### Exercise requirements
Every line of the material is to be repeated exactly as it stands.

####

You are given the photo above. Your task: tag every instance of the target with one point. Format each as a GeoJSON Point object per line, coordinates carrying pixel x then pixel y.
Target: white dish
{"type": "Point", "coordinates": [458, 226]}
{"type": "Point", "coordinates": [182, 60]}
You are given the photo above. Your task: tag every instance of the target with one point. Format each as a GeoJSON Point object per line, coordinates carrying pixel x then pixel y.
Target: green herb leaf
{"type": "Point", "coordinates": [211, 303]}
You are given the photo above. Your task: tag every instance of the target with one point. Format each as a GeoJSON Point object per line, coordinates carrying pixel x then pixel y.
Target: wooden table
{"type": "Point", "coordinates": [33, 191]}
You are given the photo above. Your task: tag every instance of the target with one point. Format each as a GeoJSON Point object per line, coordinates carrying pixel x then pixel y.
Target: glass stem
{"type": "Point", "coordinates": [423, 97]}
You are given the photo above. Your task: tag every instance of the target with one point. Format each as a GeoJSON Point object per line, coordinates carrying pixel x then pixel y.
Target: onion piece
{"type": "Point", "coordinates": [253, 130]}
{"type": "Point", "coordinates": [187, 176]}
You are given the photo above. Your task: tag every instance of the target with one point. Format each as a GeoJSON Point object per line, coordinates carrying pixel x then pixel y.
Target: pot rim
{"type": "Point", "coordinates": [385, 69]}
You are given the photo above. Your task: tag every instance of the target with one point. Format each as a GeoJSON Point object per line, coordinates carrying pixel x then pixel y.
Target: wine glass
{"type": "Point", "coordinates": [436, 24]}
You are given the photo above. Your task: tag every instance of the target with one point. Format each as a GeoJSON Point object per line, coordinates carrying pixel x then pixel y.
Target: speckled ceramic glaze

####

### Exercise solution
You are given the photo above. Your task: tag every instance of the target with one point. Format each as a GeoJSON Point object per line, coordinates carrying pixel x then pixel y.
Target: white dish
{"type": "Point", "coordinates": [458, 226]}
{"type": "Point", "coordinates": [182, 60]}
You are given the photo above. Your task: tag every instance of the target with one point. Format each as a GeoJSON Point object per line, coordinates carrying pixel x then pixel y.
Target: green herb leaf
{"type": "Point", "coordinates": [211, 303]}
You are given the photo above. Your task: tag every instance of the target with one point. Format each as a GeoJSON Point object per line, coordinates carrying pixel x then pixel y.
Target: wooden table
{"type": "Point", "coordinates": [33, 191]}
You are given the photo above. Your task: tag every instance of the target with one point. Format each as a GeoJSON Point object per line, coordinates carrying pixel x then pixel y.
Target: glass stem
{"type": "Point", "coordinates": [423, 97]}
You are given the photo above. Your task: tag every instance of the target with one point. Format each as a GeoJSON Point object per line, coordinates carrying pixel x then pixel y.
Target: onion piece
{"type": "Point", "coordinates": [253, 130]}
{"type": "Point", "coordinates": [187, 176]}
You are given the photo above. Your task: tag every instance of the target with one point. Format each as a GeoJSON Point object per line, coordinates carrying pixel x then pixel y.
Target: pot rim
{"type": "Point", "coordinates": [385, 69]}
You are given the photo above. Your task: tag every instance of the target with one point. Format each as a GeoJSON Point object per line, coordinates carrying pixel x then pixel y.
Target: wine glass
{"type": "Point", "coordinates": [436, 24]}
You are given the photo above. Your task: tag every instance of the target with one point. Format each as a GeoJSON Point object per line, coordinates carrying pixel x then pixel y.
Target: speckled ceramic glaze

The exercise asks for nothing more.